Exercise task:
Please output only the lines that run from the line containing "Where can the person in red" through the end of the material below, exactly.

[Object point labels]
::::

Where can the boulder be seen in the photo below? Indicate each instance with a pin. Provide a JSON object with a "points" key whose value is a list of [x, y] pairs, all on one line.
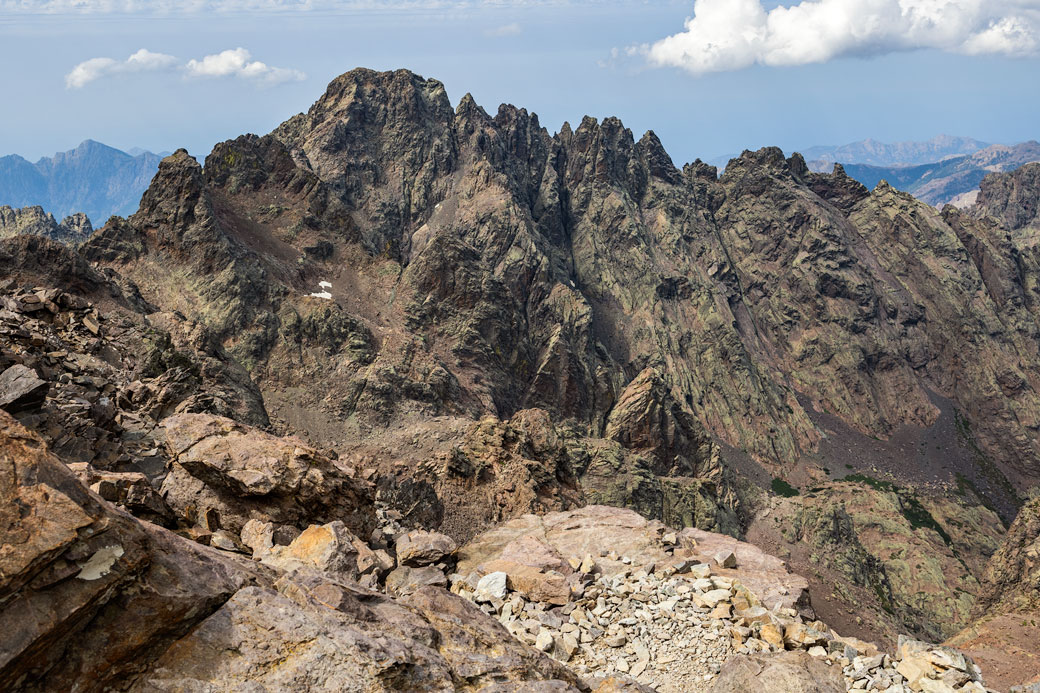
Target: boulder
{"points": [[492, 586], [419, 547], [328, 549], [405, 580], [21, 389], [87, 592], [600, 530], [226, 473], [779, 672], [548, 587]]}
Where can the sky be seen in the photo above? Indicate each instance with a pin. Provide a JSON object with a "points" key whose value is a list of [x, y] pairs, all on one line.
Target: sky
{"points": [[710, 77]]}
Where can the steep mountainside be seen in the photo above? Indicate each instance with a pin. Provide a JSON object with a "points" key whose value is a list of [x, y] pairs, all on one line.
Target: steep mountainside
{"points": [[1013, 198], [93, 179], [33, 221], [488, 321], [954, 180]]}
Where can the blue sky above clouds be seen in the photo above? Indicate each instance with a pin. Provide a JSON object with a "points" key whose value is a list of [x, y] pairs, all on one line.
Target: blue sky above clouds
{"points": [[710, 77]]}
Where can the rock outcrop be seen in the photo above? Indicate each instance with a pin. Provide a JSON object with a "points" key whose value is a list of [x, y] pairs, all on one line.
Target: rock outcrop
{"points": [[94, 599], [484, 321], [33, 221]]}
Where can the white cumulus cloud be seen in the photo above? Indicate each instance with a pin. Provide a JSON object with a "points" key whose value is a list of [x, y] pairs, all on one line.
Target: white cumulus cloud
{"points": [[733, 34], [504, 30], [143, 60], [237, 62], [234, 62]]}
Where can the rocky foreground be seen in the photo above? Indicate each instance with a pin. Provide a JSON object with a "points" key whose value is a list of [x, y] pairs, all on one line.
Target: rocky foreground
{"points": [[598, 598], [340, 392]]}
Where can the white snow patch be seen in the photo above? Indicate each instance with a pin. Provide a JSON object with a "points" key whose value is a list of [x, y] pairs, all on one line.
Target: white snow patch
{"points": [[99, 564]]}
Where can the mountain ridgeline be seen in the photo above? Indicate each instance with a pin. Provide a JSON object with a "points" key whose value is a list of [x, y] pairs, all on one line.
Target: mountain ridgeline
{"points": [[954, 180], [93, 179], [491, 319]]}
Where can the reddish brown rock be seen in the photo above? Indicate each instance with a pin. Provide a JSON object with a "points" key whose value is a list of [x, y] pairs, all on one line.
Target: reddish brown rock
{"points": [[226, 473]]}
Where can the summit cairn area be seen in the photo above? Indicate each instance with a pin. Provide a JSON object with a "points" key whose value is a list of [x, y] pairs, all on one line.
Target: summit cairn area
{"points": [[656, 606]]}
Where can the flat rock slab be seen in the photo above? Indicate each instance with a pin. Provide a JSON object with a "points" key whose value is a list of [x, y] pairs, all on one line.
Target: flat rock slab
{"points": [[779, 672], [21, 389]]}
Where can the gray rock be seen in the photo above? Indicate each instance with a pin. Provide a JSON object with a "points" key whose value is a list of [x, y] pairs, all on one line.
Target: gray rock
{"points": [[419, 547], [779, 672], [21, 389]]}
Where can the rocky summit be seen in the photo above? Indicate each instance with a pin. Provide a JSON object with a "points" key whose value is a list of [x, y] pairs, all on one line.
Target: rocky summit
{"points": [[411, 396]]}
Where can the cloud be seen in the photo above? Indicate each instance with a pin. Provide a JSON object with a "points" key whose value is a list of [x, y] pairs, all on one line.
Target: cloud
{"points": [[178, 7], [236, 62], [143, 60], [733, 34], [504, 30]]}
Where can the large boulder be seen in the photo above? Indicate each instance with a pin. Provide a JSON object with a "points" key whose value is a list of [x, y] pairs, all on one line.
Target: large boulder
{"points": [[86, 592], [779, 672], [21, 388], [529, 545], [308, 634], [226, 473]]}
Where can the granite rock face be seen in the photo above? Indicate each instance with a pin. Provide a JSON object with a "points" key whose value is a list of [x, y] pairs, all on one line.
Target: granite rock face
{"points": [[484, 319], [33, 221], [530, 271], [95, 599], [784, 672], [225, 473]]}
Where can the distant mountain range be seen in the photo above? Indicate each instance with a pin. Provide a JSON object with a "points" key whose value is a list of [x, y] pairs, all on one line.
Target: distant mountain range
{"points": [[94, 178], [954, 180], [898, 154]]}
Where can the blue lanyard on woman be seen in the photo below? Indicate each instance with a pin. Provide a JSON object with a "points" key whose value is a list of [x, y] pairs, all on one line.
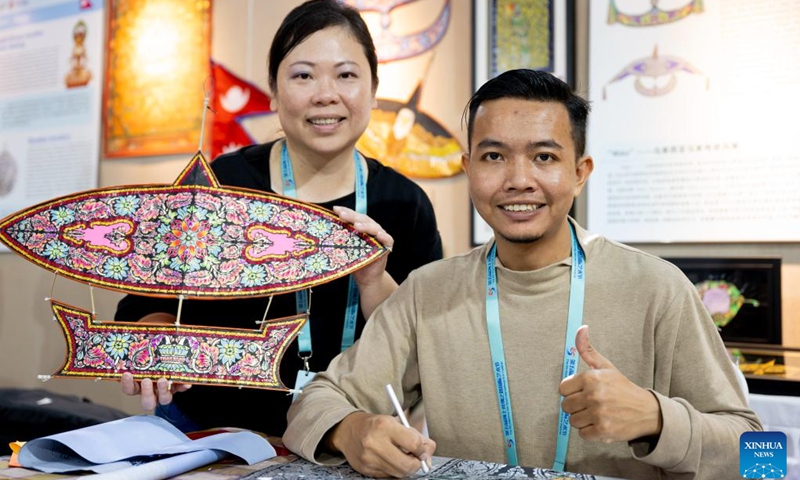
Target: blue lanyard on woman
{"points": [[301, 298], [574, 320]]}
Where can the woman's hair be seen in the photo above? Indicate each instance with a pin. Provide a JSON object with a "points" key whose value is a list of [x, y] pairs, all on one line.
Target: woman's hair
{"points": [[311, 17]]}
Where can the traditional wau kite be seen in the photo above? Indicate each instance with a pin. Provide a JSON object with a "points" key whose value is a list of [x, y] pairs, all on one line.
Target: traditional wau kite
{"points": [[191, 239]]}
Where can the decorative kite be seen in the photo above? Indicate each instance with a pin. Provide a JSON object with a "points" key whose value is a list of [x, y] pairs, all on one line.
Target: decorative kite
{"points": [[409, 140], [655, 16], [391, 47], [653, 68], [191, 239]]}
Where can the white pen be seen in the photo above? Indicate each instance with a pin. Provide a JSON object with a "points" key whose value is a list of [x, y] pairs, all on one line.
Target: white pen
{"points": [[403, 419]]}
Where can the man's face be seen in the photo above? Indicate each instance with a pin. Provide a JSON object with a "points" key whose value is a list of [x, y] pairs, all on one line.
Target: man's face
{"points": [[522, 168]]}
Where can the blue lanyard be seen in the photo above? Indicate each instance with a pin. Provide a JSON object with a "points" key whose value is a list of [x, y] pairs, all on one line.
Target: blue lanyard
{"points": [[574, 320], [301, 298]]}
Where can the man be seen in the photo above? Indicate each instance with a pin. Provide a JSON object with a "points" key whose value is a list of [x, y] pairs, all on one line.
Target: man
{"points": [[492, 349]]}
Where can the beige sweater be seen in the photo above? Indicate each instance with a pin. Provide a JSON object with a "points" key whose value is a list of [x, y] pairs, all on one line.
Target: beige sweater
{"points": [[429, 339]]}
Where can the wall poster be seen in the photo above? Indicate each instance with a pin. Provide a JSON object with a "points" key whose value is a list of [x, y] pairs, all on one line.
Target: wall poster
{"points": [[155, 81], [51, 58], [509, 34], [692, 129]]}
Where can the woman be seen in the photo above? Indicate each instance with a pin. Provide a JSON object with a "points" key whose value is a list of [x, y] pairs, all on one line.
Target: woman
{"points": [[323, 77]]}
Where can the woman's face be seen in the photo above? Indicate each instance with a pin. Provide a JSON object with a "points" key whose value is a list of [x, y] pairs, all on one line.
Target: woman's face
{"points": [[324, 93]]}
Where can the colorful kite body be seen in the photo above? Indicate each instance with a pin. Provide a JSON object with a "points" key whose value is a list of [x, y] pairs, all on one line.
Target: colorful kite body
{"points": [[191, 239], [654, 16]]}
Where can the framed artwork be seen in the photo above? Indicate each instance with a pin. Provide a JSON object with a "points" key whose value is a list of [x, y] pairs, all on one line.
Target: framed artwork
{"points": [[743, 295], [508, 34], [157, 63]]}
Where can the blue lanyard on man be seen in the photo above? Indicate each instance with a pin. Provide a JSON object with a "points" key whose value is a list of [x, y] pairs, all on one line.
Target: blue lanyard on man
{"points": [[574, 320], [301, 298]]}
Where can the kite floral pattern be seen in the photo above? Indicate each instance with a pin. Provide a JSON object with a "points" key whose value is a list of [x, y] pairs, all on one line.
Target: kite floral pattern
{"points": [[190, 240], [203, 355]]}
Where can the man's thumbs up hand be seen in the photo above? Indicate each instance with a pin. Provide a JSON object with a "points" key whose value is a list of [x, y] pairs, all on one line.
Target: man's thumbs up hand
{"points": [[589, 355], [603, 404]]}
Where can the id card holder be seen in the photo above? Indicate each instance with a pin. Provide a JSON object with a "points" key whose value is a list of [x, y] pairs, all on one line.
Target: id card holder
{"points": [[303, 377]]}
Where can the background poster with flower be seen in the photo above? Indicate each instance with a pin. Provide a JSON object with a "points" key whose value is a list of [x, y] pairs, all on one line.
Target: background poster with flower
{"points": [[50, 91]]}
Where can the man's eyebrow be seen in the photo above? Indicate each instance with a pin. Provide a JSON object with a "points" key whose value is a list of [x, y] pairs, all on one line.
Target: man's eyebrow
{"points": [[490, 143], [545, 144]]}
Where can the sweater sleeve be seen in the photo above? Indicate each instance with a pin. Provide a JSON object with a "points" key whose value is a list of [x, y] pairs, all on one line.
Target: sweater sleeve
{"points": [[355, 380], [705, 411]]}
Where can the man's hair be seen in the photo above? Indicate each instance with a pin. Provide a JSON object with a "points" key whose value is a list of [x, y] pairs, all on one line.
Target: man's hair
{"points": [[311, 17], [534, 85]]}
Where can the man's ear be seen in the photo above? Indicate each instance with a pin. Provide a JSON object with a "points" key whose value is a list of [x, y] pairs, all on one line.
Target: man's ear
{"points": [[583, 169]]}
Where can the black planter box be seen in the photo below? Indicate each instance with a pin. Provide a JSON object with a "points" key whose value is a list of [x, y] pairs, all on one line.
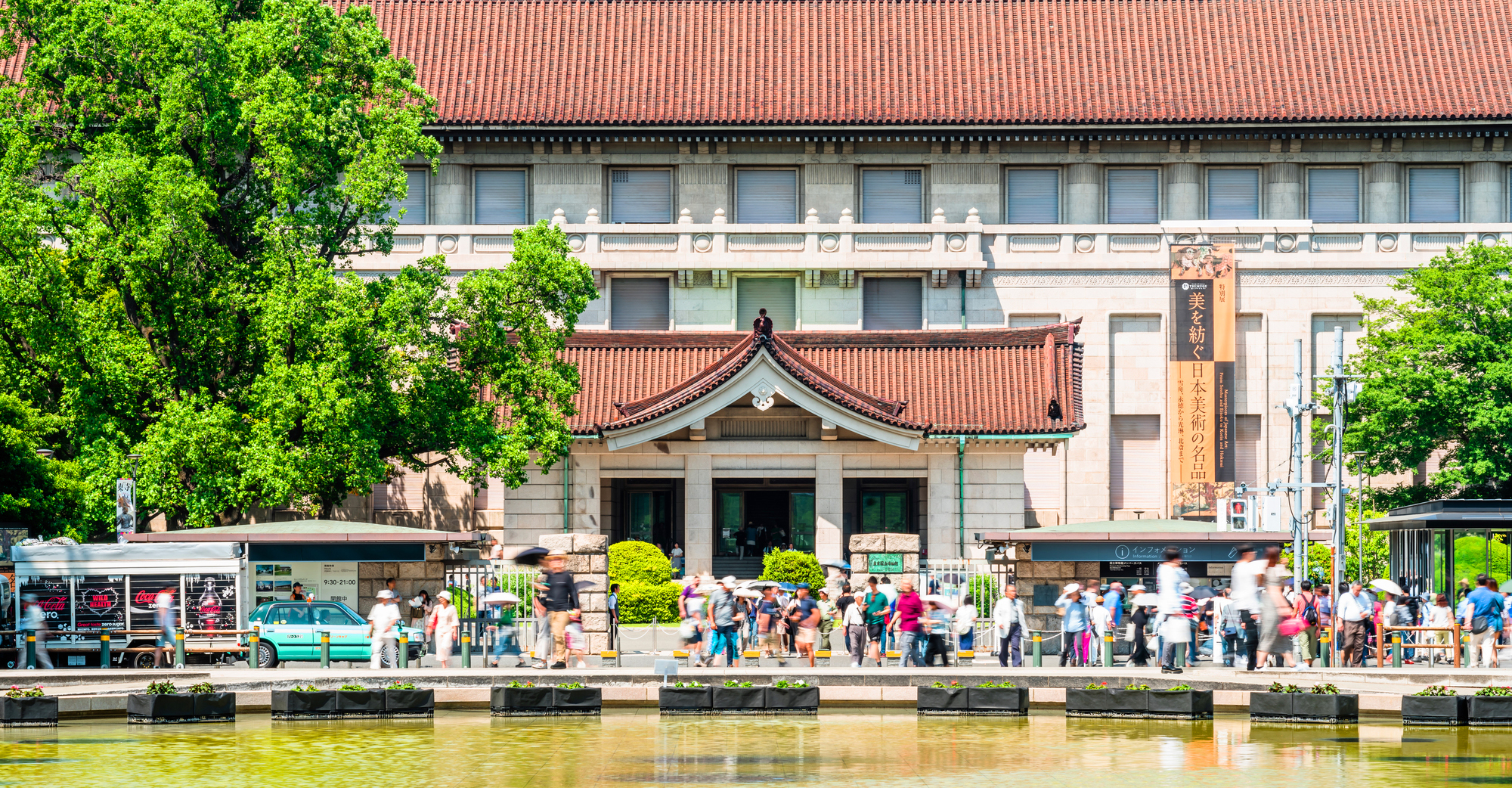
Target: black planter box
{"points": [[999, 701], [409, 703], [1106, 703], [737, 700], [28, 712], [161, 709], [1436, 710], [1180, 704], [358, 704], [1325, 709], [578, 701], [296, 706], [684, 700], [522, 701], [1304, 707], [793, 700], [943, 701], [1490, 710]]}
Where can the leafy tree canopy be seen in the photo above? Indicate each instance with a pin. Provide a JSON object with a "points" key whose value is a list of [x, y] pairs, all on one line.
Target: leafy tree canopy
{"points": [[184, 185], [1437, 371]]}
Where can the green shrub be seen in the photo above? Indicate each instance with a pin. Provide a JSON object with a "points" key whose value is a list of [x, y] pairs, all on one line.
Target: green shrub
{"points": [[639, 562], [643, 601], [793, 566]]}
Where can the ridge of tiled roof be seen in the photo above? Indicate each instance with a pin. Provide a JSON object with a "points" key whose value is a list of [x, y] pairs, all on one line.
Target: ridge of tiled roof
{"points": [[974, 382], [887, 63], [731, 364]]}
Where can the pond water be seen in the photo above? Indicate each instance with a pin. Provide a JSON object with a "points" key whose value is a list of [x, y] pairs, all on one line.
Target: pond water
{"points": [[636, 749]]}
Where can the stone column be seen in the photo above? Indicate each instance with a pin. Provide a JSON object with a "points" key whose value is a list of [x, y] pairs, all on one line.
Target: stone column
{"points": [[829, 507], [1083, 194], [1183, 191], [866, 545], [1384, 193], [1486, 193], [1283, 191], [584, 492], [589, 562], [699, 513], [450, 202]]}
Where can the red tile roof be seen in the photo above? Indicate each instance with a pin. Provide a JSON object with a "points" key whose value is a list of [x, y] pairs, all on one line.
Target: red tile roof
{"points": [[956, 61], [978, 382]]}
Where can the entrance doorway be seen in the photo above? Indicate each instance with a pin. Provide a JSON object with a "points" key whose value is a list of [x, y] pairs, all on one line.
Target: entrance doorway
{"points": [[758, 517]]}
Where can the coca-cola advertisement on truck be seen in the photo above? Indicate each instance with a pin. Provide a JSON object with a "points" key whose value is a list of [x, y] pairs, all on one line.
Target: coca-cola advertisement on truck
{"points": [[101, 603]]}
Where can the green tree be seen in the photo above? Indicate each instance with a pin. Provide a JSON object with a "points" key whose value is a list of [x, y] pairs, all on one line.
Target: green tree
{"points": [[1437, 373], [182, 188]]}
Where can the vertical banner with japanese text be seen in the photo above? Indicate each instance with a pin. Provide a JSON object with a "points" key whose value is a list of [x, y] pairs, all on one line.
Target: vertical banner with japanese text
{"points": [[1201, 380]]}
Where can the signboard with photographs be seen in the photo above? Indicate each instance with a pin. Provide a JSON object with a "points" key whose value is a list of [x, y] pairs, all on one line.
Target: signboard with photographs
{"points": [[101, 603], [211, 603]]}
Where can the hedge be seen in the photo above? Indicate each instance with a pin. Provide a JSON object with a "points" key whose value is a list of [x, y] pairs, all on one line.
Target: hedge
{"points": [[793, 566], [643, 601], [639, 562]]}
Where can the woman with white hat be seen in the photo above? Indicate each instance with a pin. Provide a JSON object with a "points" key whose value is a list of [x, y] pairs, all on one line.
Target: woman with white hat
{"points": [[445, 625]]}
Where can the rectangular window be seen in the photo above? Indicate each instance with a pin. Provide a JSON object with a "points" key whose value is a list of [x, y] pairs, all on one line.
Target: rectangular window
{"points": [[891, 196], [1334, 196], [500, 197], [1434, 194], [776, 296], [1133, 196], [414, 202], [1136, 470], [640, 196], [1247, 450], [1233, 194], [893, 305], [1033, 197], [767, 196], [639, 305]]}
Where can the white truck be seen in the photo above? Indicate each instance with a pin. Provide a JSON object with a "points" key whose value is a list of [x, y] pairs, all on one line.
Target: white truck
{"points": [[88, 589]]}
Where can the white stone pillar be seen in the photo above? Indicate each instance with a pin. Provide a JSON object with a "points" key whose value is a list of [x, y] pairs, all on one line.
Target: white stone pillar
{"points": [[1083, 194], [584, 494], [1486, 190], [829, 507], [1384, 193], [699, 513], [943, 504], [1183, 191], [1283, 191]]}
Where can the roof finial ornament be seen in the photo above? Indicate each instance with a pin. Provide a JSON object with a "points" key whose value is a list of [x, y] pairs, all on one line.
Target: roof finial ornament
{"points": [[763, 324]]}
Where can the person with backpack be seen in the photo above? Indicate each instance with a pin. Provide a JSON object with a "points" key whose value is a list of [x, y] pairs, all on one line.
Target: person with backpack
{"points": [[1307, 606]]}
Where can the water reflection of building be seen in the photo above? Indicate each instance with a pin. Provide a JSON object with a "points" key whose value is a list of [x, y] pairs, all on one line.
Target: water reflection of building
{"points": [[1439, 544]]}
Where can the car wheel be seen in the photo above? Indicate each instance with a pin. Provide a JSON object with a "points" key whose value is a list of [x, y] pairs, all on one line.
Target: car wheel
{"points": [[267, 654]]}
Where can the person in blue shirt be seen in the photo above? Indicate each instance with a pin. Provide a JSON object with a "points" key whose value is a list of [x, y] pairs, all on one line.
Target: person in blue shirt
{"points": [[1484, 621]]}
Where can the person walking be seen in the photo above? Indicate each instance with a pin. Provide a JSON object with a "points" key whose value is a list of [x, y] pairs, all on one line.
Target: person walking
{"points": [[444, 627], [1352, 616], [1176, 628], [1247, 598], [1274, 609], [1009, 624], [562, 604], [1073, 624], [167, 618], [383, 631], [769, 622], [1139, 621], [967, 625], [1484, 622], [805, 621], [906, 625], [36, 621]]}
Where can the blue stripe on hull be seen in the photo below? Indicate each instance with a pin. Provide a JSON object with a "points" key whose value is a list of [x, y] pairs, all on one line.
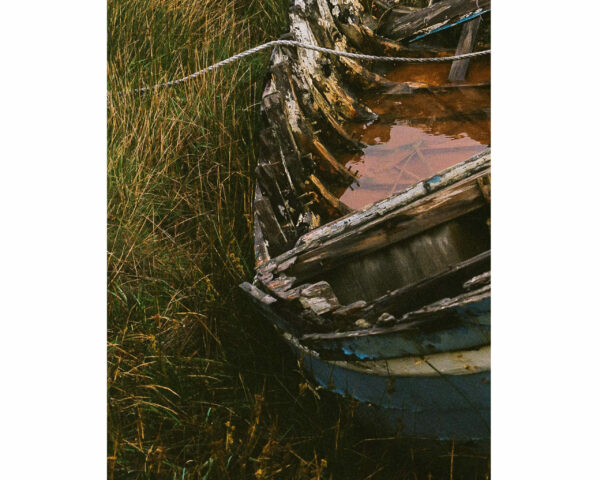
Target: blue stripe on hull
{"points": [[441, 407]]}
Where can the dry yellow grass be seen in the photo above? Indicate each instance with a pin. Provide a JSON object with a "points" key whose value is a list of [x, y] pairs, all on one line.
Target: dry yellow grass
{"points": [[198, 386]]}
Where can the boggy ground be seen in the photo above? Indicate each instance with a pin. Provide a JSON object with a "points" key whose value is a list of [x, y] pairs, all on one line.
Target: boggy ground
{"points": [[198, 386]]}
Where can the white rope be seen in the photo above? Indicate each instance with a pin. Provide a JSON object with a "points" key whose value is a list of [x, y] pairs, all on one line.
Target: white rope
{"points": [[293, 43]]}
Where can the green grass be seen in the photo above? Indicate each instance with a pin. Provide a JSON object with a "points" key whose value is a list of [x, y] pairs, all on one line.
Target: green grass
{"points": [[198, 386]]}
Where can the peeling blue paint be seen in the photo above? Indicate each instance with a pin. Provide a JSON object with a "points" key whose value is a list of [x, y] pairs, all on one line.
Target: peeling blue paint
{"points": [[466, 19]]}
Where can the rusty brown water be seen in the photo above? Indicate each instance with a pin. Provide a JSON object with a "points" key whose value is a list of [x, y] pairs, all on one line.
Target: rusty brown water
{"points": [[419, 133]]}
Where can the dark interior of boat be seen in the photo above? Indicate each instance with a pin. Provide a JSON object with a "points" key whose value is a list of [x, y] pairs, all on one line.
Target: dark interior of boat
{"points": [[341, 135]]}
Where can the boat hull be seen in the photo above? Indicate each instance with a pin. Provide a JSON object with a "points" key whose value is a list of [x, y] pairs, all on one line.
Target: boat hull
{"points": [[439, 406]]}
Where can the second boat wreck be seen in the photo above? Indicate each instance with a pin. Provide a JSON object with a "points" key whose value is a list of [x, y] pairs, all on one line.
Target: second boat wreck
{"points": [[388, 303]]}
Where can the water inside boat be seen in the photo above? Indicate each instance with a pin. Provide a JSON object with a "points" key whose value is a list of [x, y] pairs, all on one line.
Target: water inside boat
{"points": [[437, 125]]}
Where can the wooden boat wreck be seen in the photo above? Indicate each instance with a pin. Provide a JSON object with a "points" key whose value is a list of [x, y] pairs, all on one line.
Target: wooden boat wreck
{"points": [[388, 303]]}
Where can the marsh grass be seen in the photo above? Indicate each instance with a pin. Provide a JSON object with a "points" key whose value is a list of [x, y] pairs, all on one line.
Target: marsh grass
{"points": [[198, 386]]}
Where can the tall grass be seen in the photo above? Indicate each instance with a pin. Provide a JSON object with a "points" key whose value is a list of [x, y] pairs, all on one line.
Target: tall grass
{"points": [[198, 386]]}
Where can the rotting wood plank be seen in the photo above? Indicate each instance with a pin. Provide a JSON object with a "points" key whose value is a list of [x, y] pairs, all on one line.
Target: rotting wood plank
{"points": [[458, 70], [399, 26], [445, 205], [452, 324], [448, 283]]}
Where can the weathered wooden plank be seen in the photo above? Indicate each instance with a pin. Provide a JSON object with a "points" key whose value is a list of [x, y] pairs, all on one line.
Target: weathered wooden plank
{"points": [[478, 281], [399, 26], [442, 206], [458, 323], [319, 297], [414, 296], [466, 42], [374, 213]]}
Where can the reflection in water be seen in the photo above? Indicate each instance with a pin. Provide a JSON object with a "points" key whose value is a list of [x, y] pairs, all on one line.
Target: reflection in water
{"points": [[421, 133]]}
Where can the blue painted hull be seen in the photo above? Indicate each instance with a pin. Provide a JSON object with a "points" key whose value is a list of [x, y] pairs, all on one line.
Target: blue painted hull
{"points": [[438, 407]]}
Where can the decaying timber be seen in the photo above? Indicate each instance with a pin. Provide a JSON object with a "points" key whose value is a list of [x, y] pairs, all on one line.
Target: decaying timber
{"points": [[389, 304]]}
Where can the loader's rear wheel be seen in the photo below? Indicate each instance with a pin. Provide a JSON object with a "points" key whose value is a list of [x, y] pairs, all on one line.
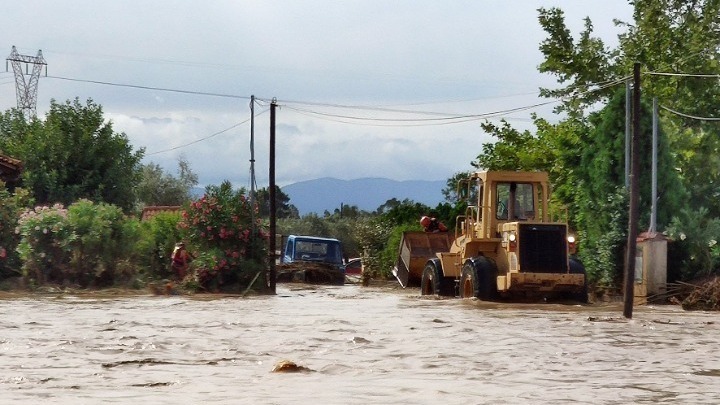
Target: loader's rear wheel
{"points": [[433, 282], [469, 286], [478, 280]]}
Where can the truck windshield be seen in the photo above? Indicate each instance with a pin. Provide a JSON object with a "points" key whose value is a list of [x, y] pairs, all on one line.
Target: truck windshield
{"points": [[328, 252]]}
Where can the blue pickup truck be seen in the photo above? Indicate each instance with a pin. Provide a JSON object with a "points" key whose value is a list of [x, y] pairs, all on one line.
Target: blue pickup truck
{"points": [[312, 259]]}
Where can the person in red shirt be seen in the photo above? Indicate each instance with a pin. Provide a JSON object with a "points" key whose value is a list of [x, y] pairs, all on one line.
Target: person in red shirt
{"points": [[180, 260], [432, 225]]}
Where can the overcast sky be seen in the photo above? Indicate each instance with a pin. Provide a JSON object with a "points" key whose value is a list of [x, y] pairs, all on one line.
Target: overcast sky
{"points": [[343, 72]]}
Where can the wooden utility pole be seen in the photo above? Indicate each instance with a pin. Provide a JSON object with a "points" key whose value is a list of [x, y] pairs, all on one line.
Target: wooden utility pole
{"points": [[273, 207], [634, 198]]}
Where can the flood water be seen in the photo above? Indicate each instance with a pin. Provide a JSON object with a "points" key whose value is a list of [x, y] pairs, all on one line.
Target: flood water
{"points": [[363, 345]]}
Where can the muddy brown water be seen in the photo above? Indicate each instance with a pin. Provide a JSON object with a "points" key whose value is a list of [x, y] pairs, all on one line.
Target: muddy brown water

::::

Written answer:
Where can the person in red shirt be seen in the photo above? Indicate each instance with a pin. Provide a JSON object with a "points" key whose value is a list of [x, y] pairs, all on one line.
Target: person in red shirt
{"points": [[180, 260], [432, 225]]}
Where can the overcast sky be seen in the photo above? Indicate each instance with a pin. Provide a JSON object with a "points" key whose value is a list of [x, y] pairs, all on one line.
Target: overcast sky
{"points": [[343, 72]]}
Where can the wooden utility pole be seen in the photo above? Indicate each instance with a pin. Provide a JSON object with a "points" key whose value is a list of [x, y] pairs, all on one line.
Target: wooden utility pole
{"points": [[273, 207], [634, 198]]}
Where can the flood water be seen in the photo above? Indicate each instance with a pin. Provide a JSON object with a "points" key whose value is a list of [x, y] pairs, all on one line.
Target: flood water
{"points": [[363, 345]]}
Where can the muddy brown water be seen in the photo above? Indicate each instance with a pin. Provide a JSON object with a "points" key whose value is a list of [x, y] pairs, all on one line.
Target: muddy brown water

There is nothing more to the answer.